Provided passage:

::::

You just submitted your tax return to the IRS. Their electronic system has notified you that they’ve received it via email. Now, everything is done for the year, right? Well, not if you need to file an amended tax return. These returns are similar to the standard ones, only they include some corrections to your deductions, earnings, and so on. Why do you need to amend your taxes? Is this something that you should do when you find a mistake on your return? We’ll clear up these mysteries here, as well as list five reasons why you should amend your taxes.
What Is an Amended Tax Return?
Although the IRS will check your return for simple issues, like mathematical errors, and correct them without requiring any additional paperwork, they won’t change things like filing status or missed deductions on their own. If you have a change in filing status (for example, you filed singly when you’re actually marries and want to file as a married citizen) or have forgotten something important that can change the amount of your tax return or amount due to the IRS, then you need to file an amended return.
Despite its fancy name, an amended tax return is simply one that’s been edited and corrected. You can submit it to the IRS with your new documentation just as you did your original return, and you will receive an electronic notice from the them that they received it. The only difference is that you need to file a Form 1040-X, which is an amended return form, instead of the original Form 1040 that you sent in originally.
While you may catch an error right away and file your amended return within a week or so of the original, you actually have up to three years from the date of that filing. This means that if you submit your original return on April 1, you have three years from that date to amend it. Of course, there are exceptions to this rule, such as if you were audited and found that more than one of your tax returns wound up being incorrect. For the most part, however, three years is the standard time frame.
How Are Amended Returns Filed?
In the past, an amended tax return could only be filed on paper. This meant that you or your tax preparer had to fill out the amended form in ink, attach all of your supporting documents, and mail it in the IRS. Now, things have changed, and those amended returns can be submitted electronically, much like a regular tax return. You’ll still receive a confirmation electronically, notifying you that the IRS has received your amended return, but they may not actually process it for up to six weeks after they receive it. This is just something to keep in mind when you need to go through this process.

::::

Extracted entries:
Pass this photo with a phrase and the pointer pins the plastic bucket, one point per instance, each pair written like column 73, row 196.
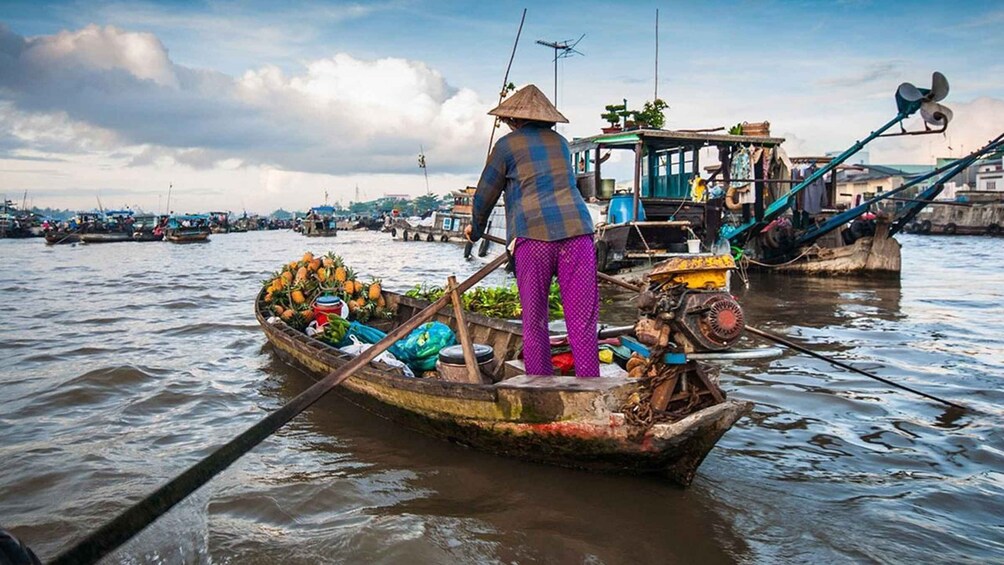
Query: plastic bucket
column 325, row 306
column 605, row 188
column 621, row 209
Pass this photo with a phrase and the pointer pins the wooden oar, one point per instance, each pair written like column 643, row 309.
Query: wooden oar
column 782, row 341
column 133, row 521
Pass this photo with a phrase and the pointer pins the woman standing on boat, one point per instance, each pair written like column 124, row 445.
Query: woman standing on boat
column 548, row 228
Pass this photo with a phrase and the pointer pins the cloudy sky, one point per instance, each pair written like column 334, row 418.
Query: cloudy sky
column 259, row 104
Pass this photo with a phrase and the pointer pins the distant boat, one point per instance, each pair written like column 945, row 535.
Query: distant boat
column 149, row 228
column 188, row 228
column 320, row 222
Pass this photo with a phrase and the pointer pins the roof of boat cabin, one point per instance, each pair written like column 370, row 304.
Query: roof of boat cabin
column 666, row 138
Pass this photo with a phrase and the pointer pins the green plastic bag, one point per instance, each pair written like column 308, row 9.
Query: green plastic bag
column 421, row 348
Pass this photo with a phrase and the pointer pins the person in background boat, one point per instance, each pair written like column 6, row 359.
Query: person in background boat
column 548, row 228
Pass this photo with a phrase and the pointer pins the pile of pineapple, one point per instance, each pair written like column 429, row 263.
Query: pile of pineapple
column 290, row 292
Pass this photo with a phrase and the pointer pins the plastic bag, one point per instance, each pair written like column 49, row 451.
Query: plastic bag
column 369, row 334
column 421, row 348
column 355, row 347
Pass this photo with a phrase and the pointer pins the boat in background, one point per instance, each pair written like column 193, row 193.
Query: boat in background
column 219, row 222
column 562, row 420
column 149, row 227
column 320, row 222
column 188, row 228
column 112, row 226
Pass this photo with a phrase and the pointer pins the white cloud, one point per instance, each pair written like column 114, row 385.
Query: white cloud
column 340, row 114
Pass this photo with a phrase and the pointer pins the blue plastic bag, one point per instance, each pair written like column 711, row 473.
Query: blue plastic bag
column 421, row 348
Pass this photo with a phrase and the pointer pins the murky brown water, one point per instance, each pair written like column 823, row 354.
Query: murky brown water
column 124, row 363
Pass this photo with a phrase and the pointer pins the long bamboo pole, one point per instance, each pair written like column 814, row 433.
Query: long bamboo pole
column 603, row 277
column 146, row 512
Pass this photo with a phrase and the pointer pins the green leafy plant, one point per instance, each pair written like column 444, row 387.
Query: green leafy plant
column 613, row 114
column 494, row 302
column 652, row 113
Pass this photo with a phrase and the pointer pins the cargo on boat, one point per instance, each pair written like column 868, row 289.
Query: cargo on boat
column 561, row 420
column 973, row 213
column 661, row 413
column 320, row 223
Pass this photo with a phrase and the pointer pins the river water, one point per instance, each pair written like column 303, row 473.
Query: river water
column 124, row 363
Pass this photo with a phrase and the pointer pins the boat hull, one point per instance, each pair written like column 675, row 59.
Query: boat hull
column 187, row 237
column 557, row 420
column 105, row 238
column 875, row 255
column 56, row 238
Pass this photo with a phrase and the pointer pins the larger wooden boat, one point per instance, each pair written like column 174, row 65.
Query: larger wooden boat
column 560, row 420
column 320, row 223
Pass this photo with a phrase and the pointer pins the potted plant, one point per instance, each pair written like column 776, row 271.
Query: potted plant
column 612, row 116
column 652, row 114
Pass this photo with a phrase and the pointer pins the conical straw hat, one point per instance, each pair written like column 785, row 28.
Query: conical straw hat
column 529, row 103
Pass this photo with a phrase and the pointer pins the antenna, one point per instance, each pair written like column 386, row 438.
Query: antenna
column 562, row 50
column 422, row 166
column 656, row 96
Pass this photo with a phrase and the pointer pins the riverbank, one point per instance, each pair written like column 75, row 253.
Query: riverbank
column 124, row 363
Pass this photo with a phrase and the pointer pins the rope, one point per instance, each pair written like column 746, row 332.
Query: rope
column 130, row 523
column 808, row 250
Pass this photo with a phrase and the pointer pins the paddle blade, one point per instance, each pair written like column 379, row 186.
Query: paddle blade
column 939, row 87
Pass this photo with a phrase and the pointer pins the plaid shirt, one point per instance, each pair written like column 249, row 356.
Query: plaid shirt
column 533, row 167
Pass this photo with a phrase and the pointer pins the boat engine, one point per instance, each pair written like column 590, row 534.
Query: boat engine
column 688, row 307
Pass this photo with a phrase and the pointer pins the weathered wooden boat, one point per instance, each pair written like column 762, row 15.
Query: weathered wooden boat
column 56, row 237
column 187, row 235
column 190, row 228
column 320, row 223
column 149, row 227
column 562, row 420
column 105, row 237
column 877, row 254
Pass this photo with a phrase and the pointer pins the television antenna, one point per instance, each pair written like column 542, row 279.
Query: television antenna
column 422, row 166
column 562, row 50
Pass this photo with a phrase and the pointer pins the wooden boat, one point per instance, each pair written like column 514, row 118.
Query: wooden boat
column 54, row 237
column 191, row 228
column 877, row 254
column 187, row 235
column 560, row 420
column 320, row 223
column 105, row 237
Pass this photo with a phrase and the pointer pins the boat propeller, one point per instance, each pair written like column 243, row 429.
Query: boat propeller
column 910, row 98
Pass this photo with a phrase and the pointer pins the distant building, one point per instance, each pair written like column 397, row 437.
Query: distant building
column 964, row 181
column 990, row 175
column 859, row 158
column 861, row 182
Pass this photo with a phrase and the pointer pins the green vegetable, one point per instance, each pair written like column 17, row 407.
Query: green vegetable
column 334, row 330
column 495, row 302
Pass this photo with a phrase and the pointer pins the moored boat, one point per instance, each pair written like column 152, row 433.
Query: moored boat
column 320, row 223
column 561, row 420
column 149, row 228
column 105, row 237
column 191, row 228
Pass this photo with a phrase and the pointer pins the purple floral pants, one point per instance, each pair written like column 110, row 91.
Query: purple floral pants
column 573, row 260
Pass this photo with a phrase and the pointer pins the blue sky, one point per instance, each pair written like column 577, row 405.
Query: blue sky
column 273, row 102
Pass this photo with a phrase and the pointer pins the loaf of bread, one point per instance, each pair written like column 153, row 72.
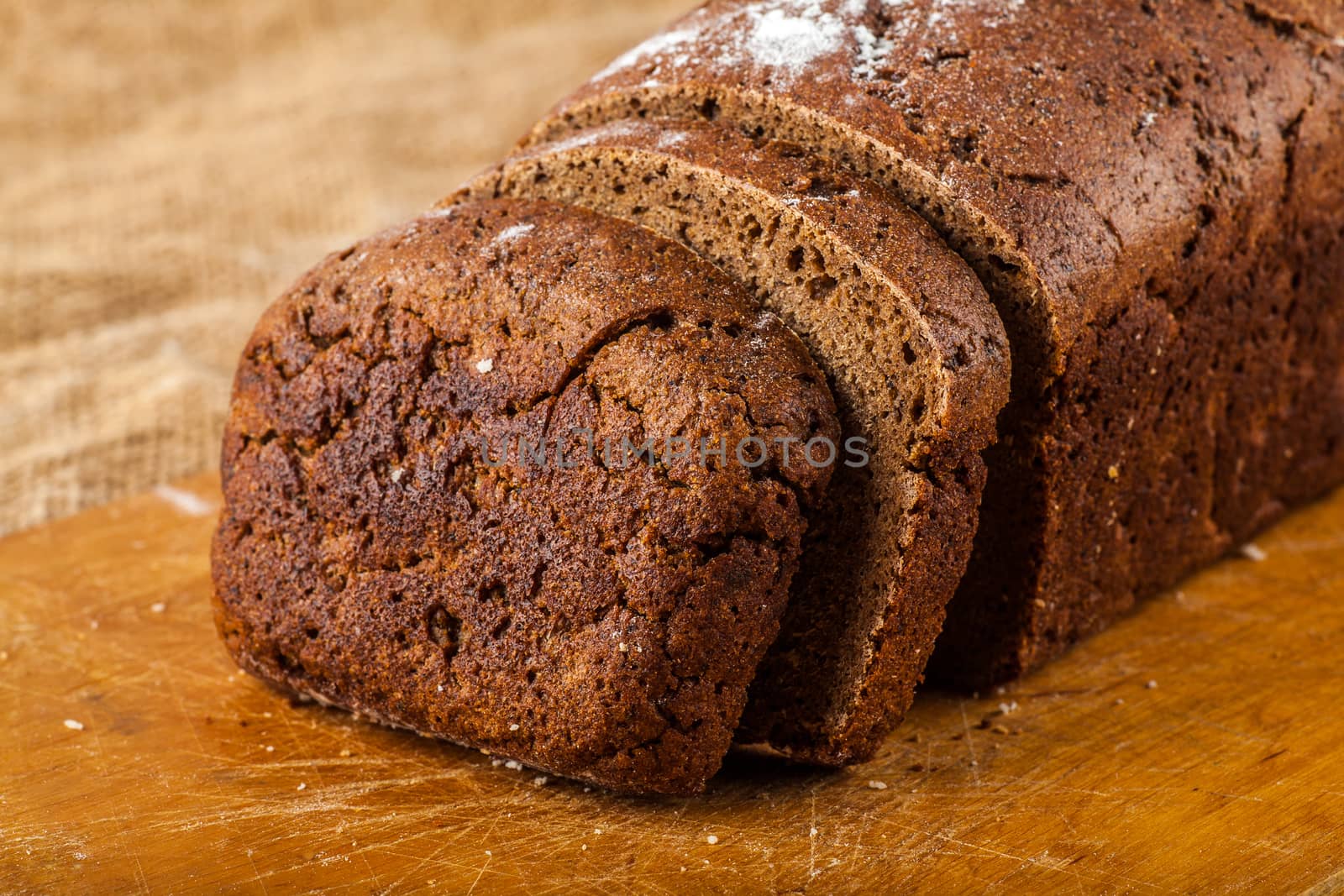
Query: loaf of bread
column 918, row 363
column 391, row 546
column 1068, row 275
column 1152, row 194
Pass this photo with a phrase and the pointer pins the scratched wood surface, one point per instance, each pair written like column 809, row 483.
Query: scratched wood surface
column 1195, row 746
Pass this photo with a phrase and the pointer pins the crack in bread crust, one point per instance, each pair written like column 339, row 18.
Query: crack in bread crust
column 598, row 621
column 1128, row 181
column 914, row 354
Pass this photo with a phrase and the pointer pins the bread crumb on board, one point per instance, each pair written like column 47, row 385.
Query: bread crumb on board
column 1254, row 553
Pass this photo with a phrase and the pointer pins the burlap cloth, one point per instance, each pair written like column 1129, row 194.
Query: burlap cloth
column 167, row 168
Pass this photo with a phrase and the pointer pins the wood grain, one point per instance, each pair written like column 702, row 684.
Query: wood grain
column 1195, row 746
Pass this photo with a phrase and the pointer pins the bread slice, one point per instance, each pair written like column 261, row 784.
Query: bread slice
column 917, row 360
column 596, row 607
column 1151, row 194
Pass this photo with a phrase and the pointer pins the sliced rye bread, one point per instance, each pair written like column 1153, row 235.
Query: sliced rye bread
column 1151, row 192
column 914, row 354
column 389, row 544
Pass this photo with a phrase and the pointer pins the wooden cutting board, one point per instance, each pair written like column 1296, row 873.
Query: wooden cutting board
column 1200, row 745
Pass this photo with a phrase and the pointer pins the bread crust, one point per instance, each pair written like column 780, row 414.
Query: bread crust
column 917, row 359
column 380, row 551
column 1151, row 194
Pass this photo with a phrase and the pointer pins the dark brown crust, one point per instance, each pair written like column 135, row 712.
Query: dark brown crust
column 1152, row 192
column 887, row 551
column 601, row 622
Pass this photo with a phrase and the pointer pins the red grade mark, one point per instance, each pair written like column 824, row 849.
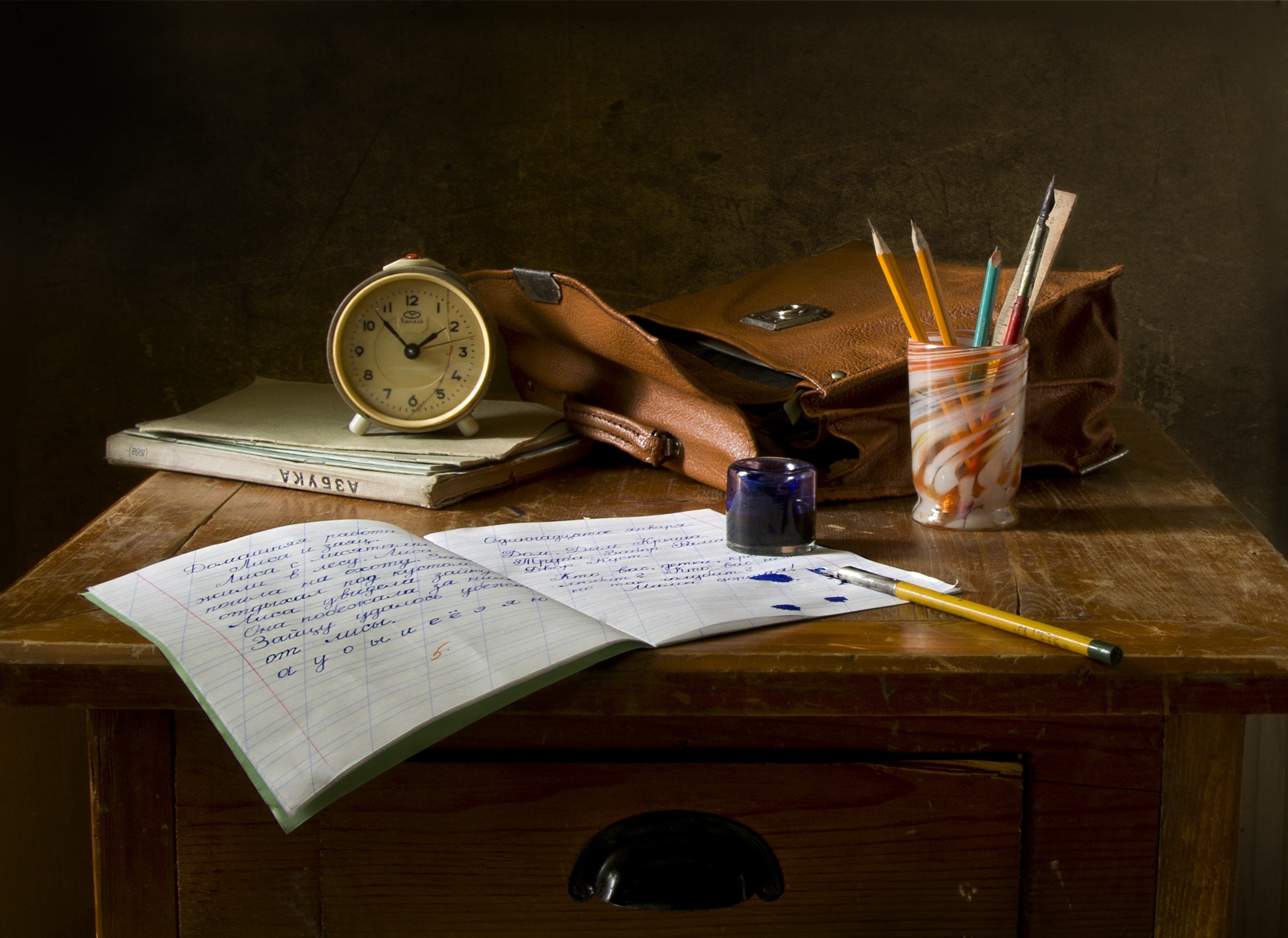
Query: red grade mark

::::

What this exercise asks:
A. Transcribe the amended tax return article word for word, everything from "In the past, an" down to "through this process.".
B. Pick up the amended tax return article where it ends and keep writing it.

Answers to this exercise:
A.
In the past, an amended tax return could only be filed on paper. This meant that you or your tax preparer had to fill out the amended form in ink, attach all of your supporting documents, and mail it in the IRS. Now, things have changed, and those amended returns can be submitted electronically, much like a regular tax return. You’ll still receive a confirmation electronically, notifying you that the IRS has received your amended return, but they may not actually process it for up to six weeks after they receive it. This is just something to keep in mind when you need to go through this process.

B.
Wondering when you should file an amended return? Here are the top five reasons.
1) You Accidentally Overlooked a Deduction
Tax deductions are very useful, because they lower the amount of your gross annual income, thus reducing the amount that you owe to the IRS at the end of the year. Some of the most common deductions include contributions that you paid on your IRA, interest paid on student loans and mortgages, certain medical expenses, money paid on property taxes, and even your charitable contributions.
Although tax credits are taken directly off of any amounts that you owe to the IRS, deductions lower your income. While they don’t count dollar for dollar like those tax credits (instead, they work more like percentages and take off certain amounts from your income), they are quite useful in helping you owe the IRS less money.
If you forgot an important deduction, like the interest that you paid on your mortgage, then you should go ahead and file an amended tax return. This will reduce your income, thus either increasing the amount of your tax refund or lowering how much money you owe the IRS.
2) Your Earnings Were Misrepresented on Your Return
Your earnings are the most important part of your tax return. Without them, you’d have nothing to deduct or credit against. Everyone on the return revolves around that number. This is why it’s crucial that your earnings are listed on the form correctly. However, if they aren’t, then you’ll need to amend your tax return.
Whether you overlooked a W2 from one of your jobs or have income from a partnership or S-corporation that you needed to correctly declare, it’s important to make sure that your income is correct, and if it isn’t, then it’s your job to correct it. Remember, the IRS will fix small things, like adding your income up wrong, but they have no idea if they are missing an income form or not. It’s up to you to ensure that everything is correctly declared by completing and sending in an amended return.
3) You Realized You Own a Worthless Stock
Sometimes stock certificates fall through the cracks. You may have them filed away in a drawer, keep them in your broker’s office, or even have them all stored online, but, oops, you happened to overlook one. All of your stocks need to be accounted for on your tax return, whether they earned you money or cost you money as their worth decreased. What happens when you discover a worthless stock? You need to correct your tax return by including that worthless stock as a tax credit.
A worthless stock can be written off on your taxes, lowering your income and making you owe the IRS less money. Or, if you were going to get money back from the IRS in the form of a refund, that worthless stock will add to the amount that they owe. Either way, you need to submit an amended tax return in order to properly list and claim that worthless stock.
4) You Need to Change Your Filing Status
Your overall filing status is important, as whether you’re single, married, or married filing jointly can make a big difference on your overall tax return. The amount of taxes taken from your paycheck can vary, depending on this status. Plus, the number of credits and deductions that you may qualify for, as well as their amounts, can vary based on whether you’re single or married filing a tax return with your spouse.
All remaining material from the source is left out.